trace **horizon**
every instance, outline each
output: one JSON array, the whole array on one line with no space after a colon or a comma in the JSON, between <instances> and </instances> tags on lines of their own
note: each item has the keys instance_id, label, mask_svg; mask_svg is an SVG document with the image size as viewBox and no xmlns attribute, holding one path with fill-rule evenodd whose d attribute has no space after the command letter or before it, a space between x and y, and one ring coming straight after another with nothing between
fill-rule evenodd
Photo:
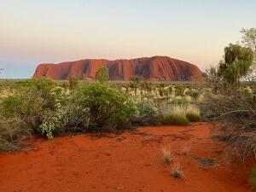
<instances>
[{"instance_id":1,"label":"horizon","mask_svg":"<svg viewBox=\"0 0 256 192\"><path fill-rule=\"evenodd\" d=\"M256 2L29 0L0 3L0 79L27 79L40 63L169 56L217 65Z\"/></svg>"}]
</instances>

- **Problem requirements**: Rewrite the records with "every instance" swapped for "all instances", keeping everything else the same. Leave out the pictures.

- **Answer to the problem**:
trace **horizon**
all instances, outline each
output: one JSON array, the whole array on one line with no space after a colon or a comma in the JSON, between <instances> and </instances> tags on lines of their own
note: each item has the keys instance_id, label, mask_svg; mask_svg is an SVG document with the image size as viewBox and no xmlns attribute, holding one path with fill-rule evenodd whose d attribute has no space after the command letter or before it, a space between x and y, and one ring coming straight after another with nothing between
fill-rule evenodd
Photo:
<instances>
[{"instance_id":1,"label":"horizon","mask_svg":"<svg viewBox=\"0 0 256 192\"><path fill-rule=\"evenodd\" d=\"M256 2L29 0L0 3L0 79L27 79L40 63L169 56L217 65Z\"/></svg>"}]
</instances>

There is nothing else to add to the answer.